Then I saw a sign. Nothing fancy or biblical, just a faded old sign. “Thomas Homestay.” My driver, as opposed to showing his exasperation at each stuttered misstep on the adventure to house me, appeared to grow more enthusiastic at each stop. By the time we bumped our way down the dirt road towards the coast, he was desperately ecstatic. “Maybe you like this one, yes?” he bubbled. “Maybe,” I said doubtfully as I tried to keep from bashing my head against the ceiling of the cab as we bounced down the rutted track, feeling guilty for dragging him all over the Bukit Peninsula.
Thomas Homestay was unimpressive from the back. A collection of three buildings joined by a continuous roof. Chicken coops. Laundry hanging out on lines. An elderly crone sweeping at the dirt gestured deeper into the compound when I inquired about a room. I walked through a breezeway and onto a porch cantilevered over the above described view, and when the owner approached me and asked if I wanted to stay, I just said, “Yes.”

§ Tasks to complete:
A) Answer these questions about the Thomas Homestay passage:
(i) What did the faded old sign say?
(ii) Which peninsula had the driver been dragged all over?
(iii) Seen from the back, how many buildings made up Thomas Homestay?
B) Carry on the Thomas Homestay passage from its final sentence, in the same first-person voice.

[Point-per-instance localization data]
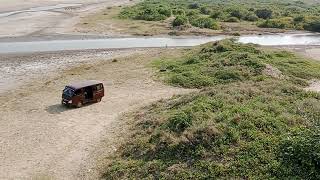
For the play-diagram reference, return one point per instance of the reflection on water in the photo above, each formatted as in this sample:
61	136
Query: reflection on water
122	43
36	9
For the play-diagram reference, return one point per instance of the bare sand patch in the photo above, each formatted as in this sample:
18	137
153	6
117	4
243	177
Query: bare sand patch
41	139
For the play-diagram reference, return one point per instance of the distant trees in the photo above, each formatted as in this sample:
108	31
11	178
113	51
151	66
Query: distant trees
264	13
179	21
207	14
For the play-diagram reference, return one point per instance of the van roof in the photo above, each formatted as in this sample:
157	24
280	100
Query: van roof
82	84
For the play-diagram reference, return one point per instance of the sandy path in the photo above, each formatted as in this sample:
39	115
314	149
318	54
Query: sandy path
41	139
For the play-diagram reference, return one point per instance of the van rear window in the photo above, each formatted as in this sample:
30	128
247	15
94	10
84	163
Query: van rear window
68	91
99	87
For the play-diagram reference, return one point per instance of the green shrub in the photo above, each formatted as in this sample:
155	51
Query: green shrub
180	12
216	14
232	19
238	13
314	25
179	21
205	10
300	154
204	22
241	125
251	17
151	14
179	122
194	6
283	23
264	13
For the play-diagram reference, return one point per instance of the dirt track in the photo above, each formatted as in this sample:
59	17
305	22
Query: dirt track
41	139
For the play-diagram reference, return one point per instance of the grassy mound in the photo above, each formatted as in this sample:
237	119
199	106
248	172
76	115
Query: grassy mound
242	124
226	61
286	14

...

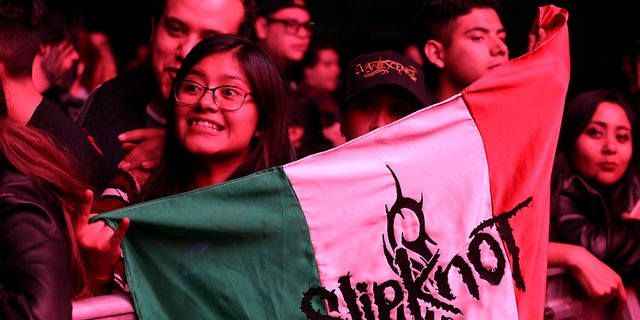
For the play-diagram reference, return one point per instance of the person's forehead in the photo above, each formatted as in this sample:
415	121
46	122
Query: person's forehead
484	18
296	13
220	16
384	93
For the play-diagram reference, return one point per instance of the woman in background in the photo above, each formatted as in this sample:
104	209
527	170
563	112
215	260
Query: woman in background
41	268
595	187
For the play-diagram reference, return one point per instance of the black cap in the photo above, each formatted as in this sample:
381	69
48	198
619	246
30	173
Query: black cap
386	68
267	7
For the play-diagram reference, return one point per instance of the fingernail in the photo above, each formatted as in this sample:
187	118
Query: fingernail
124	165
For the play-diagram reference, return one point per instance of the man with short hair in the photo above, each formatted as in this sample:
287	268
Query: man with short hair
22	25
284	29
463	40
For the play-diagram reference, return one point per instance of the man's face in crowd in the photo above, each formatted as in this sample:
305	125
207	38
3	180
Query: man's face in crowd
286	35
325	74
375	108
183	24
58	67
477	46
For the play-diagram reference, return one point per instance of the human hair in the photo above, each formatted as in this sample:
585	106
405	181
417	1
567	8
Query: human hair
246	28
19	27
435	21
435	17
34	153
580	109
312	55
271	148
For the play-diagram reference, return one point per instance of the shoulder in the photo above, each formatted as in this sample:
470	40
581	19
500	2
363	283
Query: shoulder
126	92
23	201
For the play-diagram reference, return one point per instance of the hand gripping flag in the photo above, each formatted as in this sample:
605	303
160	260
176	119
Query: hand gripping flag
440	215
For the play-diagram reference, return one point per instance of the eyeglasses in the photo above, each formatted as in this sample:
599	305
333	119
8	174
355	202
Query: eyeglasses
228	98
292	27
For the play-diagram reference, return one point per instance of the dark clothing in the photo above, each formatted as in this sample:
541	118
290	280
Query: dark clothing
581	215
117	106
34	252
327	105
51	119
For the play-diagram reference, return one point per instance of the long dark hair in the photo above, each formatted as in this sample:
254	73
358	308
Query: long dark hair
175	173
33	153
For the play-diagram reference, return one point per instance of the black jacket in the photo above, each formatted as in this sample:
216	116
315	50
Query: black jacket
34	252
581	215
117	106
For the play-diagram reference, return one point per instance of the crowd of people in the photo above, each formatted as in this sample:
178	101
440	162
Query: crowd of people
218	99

§ Answers provided:
A)
(i) "Thomas Homestay."
(ii) The Bukit Peninsula.
(iii) Three, joined by a continuous roof.

B)
Only briefly did I reconsider my decision after being shown the living space I would be renting: small, tired room, hard, lumpy mattress with questionable linen and a pillow I wrapped in one of my own t-shirts for sanitary purposes, a shared bathroom complete with non-flush squat toilet, a noisy, beat-up fan mounted to the wall, and not much else besides two windows. Fourteen bucks a night, and the room not even worth that despite the fact that they included breakfast.
Ah, but take two steps outside the room to the balcony railing and no amount of money could pay for the view of the ocean and a deserted beach only one hundred thirty seven steps away.